Aim of the task: Output the listing below verbatim, but drop the images.

Record extracts:
*** Begin section ***

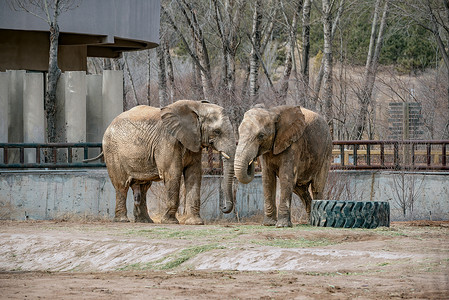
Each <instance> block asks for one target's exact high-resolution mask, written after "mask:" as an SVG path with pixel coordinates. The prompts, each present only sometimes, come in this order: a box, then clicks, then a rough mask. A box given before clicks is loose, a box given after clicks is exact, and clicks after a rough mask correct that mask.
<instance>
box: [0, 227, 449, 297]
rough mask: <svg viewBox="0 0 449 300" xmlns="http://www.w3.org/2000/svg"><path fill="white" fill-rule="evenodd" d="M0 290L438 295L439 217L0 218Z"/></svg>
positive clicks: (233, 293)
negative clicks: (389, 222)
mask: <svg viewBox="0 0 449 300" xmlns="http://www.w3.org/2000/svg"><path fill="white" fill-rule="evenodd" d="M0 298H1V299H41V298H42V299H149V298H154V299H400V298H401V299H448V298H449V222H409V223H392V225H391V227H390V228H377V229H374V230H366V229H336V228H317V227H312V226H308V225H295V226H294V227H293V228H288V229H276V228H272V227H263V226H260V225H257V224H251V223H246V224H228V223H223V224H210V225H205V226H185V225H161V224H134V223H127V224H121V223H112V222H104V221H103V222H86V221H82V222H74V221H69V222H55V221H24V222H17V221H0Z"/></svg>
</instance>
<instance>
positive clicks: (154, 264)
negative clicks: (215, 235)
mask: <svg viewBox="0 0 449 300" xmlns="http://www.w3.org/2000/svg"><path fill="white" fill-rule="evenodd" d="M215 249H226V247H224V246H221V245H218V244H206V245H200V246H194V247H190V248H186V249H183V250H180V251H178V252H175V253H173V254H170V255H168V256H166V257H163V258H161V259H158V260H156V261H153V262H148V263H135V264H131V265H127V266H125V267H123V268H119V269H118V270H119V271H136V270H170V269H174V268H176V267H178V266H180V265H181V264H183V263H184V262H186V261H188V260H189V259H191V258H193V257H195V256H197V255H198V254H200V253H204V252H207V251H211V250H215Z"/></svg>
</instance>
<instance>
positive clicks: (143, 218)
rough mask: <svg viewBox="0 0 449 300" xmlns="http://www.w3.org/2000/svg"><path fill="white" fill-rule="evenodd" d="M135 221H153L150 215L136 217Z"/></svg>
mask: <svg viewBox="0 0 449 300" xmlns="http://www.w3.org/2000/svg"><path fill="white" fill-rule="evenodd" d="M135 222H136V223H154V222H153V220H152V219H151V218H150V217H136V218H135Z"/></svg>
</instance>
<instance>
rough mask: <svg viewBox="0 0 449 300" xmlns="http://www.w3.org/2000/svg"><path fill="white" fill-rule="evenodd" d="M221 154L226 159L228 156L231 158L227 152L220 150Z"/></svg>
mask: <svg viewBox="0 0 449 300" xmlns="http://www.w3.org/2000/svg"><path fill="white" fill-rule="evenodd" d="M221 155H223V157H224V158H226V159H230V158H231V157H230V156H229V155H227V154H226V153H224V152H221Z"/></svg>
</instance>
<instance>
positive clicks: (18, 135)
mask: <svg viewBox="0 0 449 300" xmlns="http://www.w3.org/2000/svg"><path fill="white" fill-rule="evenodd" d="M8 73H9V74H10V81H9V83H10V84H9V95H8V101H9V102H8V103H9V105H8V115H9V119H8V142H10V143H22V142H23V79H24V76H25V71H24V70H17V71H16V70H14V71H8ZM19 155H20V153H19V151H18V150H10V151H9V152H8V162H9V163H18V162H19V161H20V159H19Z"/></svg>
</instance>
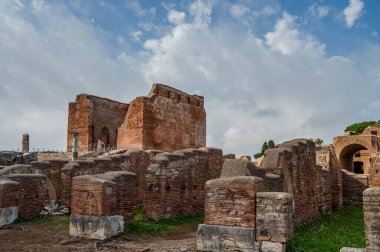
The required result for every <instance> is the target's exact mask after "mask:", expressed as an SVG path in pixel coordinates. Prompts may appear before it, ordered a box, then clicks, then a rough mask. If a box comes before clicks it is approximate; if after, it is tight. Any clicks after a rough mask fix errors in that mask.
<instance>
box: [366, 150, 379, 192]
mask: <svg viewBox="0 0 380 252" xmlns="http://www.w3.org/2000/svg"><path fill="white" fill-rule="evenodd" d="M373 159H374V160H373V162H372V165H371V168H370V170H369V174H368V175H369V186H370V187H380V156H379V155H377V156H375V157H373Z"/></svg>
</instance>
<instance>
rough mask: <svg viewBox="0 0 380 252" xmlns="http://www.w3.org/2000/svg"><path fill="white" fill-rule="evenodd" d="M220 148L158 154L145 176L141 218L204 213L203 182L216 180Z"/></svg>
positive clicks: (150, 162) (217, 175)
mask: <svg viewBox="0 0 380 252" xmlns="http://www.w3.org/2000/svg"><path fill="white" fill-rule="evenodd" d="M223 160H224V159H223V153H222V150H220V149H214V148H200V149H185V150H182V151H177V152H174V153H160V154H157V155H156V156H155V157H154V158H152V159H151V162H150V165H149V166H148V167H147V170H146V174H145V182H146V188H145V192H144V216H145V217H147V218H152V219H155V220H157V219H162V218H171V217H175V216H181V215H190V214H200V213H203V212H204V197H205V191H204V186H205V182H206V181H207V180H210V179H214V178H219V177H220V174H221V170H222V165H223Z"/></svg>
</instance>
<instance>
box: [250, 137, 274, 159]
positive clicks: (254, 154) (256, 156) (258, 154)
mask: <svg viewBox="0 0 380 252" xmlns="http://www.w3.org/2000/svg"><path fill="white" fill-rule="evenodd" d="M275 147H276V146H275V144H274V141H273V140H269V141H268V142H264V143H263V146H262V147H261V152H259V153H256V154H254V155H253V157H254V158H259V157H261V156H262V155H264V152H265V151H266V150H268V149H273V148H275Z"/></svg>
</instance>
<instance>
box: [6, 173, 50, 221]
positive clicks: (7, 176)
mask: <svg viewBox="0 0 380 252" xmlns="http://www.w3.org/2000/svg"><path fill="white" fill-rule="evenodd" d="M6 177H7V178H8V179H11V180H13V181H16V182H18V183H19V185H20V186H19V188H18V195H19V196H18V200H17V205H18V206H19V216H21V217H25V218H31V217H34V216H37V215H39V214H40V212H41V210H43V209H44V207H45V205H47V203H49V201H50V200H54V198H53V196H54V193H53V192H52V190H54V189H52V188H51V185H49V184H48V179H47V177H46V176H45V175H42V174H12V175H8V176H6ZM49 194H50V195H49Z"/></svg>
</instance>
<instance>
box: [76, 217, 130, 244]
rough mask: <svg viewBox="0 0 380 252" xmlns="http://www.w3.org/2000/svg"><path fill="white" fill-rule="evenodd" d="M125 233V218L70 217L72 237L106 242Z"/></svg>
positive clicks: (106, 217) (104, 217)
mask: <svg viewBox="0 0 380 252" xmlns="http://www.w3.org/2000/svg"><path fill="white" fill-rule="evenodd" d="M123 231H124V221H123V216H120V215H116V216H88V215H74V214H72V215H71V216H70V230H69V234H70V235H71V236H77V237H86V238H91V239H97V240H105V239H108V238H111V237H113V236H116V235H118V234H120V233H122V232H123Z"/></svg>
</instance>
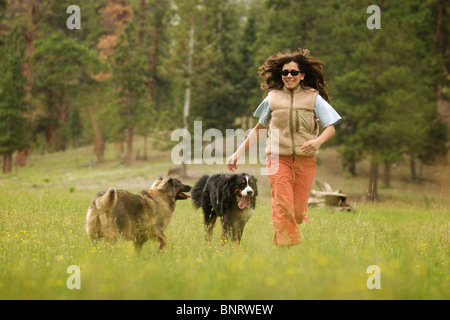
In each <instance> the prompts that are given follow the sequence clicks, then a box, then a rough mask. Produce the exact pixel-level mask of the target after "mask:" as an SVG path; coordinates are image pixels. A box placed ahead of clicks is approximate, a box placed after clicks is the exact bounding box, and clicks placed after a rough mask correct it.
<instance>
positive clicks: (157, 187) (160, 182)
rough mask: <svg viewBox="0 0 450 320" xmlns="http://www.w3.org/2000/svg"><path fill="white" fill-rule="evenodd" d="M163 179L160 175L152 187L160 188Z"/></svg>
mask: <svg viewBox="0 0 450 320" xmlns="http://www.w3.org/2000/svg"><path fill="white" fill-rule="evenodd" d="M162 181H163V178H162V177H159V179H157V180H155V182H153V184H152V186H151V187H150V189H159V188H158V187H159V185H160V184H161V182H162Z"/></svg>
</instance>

*** End section ***

Written solution:
Each <instance> block asks for one target's exact high-resolution mask, written after "mask:" as an SVG path with pixel coordinates. The prompts, each present only sometimes, come in this order: a box, then clicks, then a rough mask. A box given before clicks is loose, a box given after clicks is exact, and clicks after a rough mask correct that mask.
<instance>
box: [0, 227, 449, 297]
rough mask: <svg viewBox="0 0 449 300" xmlns="http://www.w3.org/2000/svg"><path fill="white" fill-rule="evenodd" d="M0 290L438 295L439 217L0 218Z"/></svg>
positive clicks: (233, 293)
negative clicks: (389, 222)
mask: <svg viewBox="0 0 449 300" xmlns="http://www.w3.org/2000/svg"><path fill="white" fill-rule="evenodd" d="M0 298H1V299H41V298H42V299H149V298H154V299H400V298H401V299H448V298H449V222H409V223H392V225H391V227H390V228H377V229H374V230H366V229H336V228H317V227H312V226H308V225H295V226H294V227H293V228H288V229H276V228H272V227H263V226H260V225H257V224H251V223H246V224H228V223H223V224H210V225H205V226H185V225H161V224H134V223H127V224H121V223H112V222H104V221H103V222H86V221H82V222H74V221H69V222H55V221H24V222H17V221H0Z"/></svg>
</instance>
<instance>
positive clicks: (154, 264)
negative clicks: (215, 235)
mask: <svg viewBox="0 0 449 300" xmlns="http://www.w3.org/2000/svg"><path fill="white" fill-rule="evenodd" d="M215 249H226V247H224V246H221V245H218V244H206V245H200V246H194V247H190V248H186V249H183V250H180V251H178V252H175V253H173V254H170V255H168V256H166V257H163V258H161V259H158V260H156V261H153V262H148V263H135V264H131V265H127V266H125V267H123V268H119V269H118V270H119V271H136V270H170V269H174V268H176V267H178V266H180V265H181V264H183V263H184V262H186V261H188V260H189V259H191V258H193V257H195V256H197V255H198V254H200V253H204V252H207V251H211V250H215Z"/></svg>
</instance>
<instance>
positive clicks: (143, 218)
rough mask: <svg viewBox="0 0 449 300" xmlns="http://www.w3.org/2000/svg"><path fill="white" fill-rule="evenodd" d="M135 221H153L150 215L136 217Z"/></svg>
mask: <svg viewBox="0 0 449 300" xmlns="http://www.w3.org/2000/svg"><path fill="white" fill-rule="evenodd" d="M135 222H136V223H154V222H153V220H152V219H151V218H150V217H136V218H135Z"/></svg>
</instance>
<instance>
rough mask: <svg viewBox="0 0 449 300" xmlns="http://www.w3.org/2000/svg"><path fill="white" fill-rule="evenodd" d="M221 154L226 159L228 156L231 158L227 152L220 150Z"/></svg>
mask: <svg viewBox="0 0 449 300" xmlns="http://www.w3.org/2000/svg"><path fill="white" fill-rule="evenodd" d="M221 155H223V157H224V158H226V159H230V158H231V157H230V156H229V155H227V154H226V153H224V152H221Z"/></svg>
</instance>
<instance>
positive clicks: (18, 135)
mask: <svg viewBox="0 0 449 300" xmlns="http://www.w3.org/2000/svg"><path fill="white" fill-rule="evenodd" d="M8 73H9V74H10V81H9V83H10V84H9V95H8V101H9V102H8V103H9V105H8V115H9V119H8V142H10V143H22V142H23V79H24V76H25V71H24V70H17V71H16V70H14V71H8ZM19 155H20V153H19V151H18V150H10V151H9V152H8V162H9V163H18V162H19V161H20V159H19Z"/></svg>
</instance>
The required result for every <instance> is the target's exact mask after "mask:", expressed as an SVG path in pixel coordinates. Prompts may appear before it, ordered a box, then clicks, then a rough mask. If a box comes before clicks it is approximate; if after, it is tight. Any clicks after a rough mask fix errors in that mask.
<instance>
box: [366, 150, 379, 192]
mask: <svg viewBox="0 0 380 252" xmlns="http://www.w3.org/2000/svg"><path fill="white" fill-rule="evenodd" d="M373 159H374V160H373V162H372V165H371V168H370V170H369V174H368V175H369V186H370V187H380V156H379V155H377V156H375V157H373Z"/></svg>
</instance>
<instance>
rough mask: <svg viewBox="0 0 380 252" xmlns="http://www.w3.org/2000/svg"><path fill="white" fill-rule="evenodd" d="M220 148L158 154L145 176L141 218L204 213L203 182L216 180Z"/></svg>
positive clicks: (150, 162) (217, 175)
mask: <svg viewBox="0 0 380 252" xmlns="http://www.w3.org/2000/svg"><path fill="white" fill-rule="evenodd" d="M223 160H224V159H223V153H222V150H220V149H214V148H200V149H185V150H182V151H177V152H174V153H160V154H157V155H156V156H155V157H154V158H152V159H151V162H150V165H149V166H148V167H147V170H146V174H145V182H146V188H145V192H144V216H145V217H147V218H152V219H155V220H157V219H162V218H171V217H175V216H181V215H190V214H200V213H203V212H204V197H205V191H204V186H205V182H206V181H207V180H210V179H214V178H219V177H220V174H221V170H222V165H223Z"/></svg>
</instance>
<instance>
box: [250, 137, 274, 159]
positive clicks: (254, 154) (256, 156) (258, 154)
mask: <svg viewBox="0 0 380 252" xmlns="http://www.w3.org/2000/svg"><path fill="white" fill-rule="evenodd" d="M275 147H276V146H275V144H274V141H273V140H269V141H268V142H264V143H263V146H262V147H261V152H259V153H256V154H254V155H253V157H254V158H259V157H261V156H262V155H264V152H265V151H266V150H268V149H273V148H275Z"/></svg>
</instance>
<instance>
box: [6, 173, 50, 221]
positive clicks: (7, 176)
mask: <svg viewBox="0 0 380 252" xmlns="http://www.w3.org/2000/svg"><path fill="white" fill-rule="evenodd" d="M6 177H7V178H8V179H11V180H13V181H16V182H18V183H19V185H20V186H19V188H18V195H19V196H18V200H17V205H18V206H19V216H21V217H25V218H31V217H34V216H37V215H39V214H40V212H41V210H43V209H44V207H45V205H47V203H49V201H50V200H54V198H53V196H54V193H53V192H52V190H54V189H52V188H51V185H49V184H48V179H47V177H46V176H45V175H42V174H12V175H8V176H6ZM49 194H50V195H49Z"/></svg>
</instance>
<instance>
box: [76, 217, 130, 244]
rough mask: <svg viewBox="0 0 380 252" xmlns="http://www.w3.org/2000/svg"><path fill="white" fill-rule="evenodd" d="M125 233V218L70 217L72 237L106 242Z"/></svg>
positive clicks: (106, 217) (104, 217)
mask: <svg viewBox="0 0 380 252" xmlns="http://www.w3.org/2000/svg"><path fill="white" fill-rule="evenodd" d="M123 231H124V221H123V216H120V215H116V216H88V215H74V214H72V215H71V216H70V230H69V234H70V235H71V236H77V237H86V238H91V239H97V240H105V239H108V238H111V237H113V236H116V235H118V234H120V233H122V232H123Z"/></svg>
</instance>
In each <instance> the prompts that are given follow the sequence clicks, then a box, then a rough mask. Produce the exact pixel-level mask of the target after "mask:" as an SVG path; coordinates are image pixels. A box placed ahead of clicks is approximate, a box placed after clicks is the exact bounding box, and clicks placed after a rough mask correct it.
<instance>
positive clicks: (157, 187) (160, 182)
rough mask: <svg viewBox="0 0 450 320" xmlns="http://www.w3.org/2000/svg"><path fill="white" fill-rule="evenodd" d="M163 179L160 175L152 187L160 188Z"/></svg>
mask: <svg viewBox="0 0 450 320" xmlns="http://www.w3.org/2000/svg"><path fill="white" fill-rule="evenodd" d="M162 181H163V178H162V177H159V179H157V180H155V182H153V184H152V186H151V187H150V189H159V188H158V187H159V185H160V184H161V182H162Z"/></svg>
</instance>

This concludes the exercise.